[Collection entries]
☆ ☆ ☆ ☆

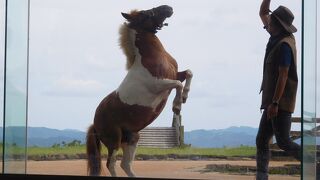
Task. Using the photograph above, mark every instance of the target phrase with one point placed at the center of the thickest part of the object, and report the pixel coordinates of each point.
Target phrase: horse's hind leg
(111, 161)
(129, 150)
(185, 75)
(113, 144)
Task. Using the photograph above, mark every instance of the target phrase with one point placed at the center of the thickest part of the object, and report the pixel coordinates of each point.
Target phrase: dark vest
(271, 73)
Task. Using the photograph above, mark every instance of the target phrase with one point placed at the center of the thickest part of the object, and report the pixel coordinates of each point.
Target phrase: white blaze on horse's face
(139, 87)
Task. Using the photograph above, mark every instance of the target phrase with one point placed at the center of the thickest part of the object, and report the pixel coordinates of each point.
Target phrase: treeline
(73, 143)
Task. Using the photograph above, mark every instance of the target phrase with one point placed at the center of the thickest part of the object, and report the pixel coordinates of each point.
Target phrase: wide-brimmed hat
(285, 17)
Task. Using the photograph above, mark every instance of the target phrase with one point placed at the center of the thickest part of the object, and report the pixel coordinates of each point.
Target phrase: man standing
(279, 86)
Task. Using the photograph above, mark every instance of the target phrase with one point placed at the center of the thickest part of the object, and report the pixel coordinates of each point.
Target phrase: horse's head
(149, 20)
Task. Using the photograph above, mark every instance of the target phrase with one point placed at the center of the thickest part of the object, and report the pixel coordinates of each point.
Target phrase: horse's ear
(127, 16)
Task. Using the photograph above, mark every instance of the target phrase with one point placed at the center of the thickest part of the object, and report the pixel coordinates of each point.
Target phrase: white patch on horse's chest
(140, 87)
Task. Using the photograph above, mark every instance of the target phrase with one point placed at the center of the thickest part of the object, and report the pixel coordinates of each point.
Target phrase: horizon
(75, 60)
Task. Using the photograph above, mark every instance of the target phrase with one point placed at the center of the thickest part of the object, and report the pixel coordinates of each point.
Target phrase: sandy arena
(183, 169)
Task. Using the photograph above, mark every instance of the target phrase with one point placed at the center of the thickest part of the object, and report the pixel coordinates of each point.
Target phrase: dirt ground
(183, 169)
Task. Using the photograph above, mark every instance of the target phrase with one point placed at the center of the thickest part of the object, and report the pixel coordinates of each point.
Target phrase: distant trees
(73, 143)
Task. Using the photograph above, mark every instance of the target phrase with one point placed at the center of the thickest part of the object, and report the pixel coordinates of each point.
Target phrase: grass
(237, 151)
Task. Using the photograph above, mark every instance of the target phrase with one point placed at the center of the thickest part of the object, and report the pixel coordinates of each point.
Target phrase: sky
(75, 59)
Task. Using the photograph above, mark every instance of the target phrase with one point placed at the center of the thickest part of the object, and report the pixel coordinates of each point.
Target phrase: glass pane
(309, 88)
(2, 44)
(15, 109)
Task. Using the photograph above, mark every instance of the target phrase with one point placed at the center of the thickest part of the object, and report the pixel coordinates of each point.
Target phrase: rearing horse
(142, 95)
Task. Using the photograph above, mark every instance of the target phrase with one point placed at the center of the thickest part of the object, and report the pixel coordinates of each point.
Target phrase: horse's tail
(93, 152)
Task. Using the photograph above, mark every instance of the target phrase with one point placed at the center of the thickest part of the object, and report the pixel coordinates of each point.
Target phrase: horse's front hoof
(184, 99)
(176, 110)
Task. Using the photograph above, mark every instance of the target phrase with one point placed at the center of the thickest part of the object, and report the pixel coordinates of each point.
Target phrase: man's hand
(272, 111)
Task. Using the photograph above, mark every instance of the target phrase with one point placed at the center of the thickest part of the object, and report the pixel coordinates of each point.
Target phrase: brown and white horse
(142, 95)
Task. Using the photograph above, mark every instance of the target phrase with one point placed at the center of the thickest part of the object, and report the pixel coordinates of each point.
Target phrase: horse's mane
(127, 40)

☆ ☆ ☆ ☆

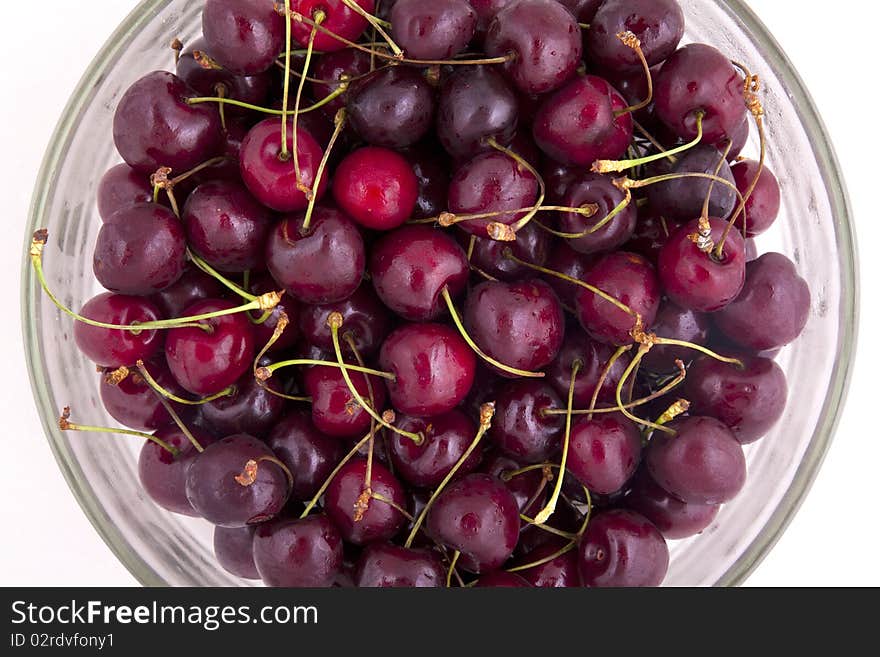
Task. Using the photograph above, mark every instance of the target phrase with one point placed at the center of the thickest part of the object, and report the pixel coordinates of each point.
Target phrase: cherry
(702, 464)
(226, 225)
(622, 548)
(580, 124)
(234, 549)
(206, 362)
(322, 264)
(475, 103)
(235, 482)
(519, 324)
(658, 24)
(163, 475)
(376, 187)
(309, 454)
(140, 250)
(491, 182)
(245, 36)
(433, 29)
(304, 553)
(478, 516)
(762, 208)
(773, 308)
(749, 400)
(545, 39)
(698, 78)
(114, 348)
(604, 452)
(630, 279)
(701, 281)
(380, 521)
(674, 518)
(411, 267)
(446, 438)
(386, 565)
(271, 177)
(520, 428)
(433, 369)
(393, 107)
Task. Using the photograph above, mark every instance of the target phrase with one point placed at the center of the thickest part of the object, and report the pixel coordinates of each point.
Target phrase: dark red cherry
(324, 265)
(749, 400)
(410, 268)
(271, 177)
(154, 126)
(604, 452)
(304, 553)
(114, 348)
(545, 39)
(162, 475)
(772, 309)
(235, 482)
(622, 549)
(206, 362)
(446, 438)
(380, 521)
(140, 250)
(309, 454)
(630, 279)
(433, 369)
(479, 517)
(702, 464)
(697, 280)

☆ ☆ ☆ ☆

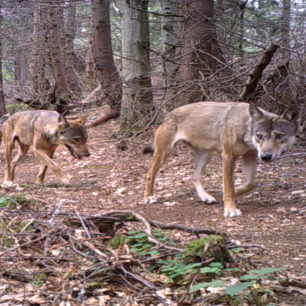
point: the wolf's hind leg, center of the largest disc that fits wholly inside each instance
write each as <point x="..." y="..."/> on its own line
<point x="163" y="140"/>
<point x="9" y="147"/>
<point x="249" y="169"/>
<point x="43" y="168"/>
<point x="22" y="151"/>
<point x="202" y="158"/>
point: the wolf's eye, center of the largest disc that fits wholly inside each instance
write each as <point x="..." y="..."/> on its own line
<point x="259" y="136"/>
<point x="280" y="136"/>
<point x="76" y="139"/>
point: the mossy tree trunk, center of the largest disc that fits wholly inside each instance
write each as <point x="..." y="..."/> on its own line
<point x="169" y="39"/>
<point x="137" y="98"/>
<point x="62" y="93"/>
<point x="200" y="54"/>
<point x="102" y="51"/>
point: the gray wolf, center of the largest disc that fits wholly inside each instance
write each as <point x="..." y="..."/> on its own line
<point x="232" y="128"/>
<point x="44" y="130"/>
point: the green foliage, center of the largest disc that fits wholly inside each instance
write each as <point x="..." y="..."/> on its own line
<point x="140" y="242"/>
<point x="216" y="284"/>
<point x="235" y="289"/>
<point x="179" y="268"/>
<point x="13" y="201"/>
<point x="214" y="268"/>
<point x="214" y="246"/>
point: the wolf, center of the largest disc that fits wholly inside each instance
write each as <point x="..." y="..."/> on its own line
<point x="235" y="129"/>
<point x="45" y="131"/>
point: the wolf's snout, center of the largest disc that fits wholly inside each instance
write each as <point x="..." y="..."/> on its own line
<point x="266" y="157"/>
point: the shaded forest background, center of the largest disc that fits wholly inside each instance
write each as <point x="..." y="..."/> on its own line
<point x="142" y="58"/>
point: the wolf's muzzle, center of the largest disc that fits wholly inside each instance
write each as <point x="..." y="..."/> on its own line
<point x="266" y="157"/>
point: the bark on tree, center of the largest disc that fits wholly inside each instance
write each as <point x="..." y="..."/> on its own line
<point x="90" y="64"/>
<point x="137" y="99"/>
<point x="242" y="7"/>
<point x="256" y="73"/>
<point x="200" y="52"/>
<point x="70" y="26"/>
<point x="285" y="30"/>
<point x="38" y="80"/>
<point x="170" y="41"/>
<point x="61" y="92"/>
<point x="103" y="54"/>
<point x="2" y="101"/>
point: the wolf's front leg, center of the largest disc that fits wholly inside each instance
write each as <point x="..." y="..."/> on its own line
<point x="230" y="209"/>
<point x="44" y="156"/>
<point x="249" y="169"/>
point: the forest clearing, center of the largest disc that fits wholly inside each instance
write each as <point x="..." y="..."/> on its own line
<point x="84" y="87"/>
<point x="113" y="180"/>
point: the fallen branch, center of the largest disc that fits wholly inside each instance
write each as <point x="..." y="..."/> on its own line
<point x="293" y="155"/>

☆ ☆ ☆ ☆

### [What you should do]
Copy out every line of the records above that contains the word "forest", treating case as significant.

### [Complete response]
point: the shaded forest background, center of the largest disc that fits wholly inside each instance
point: the forest clearing, center of the largest disc that fits wholly inside each instance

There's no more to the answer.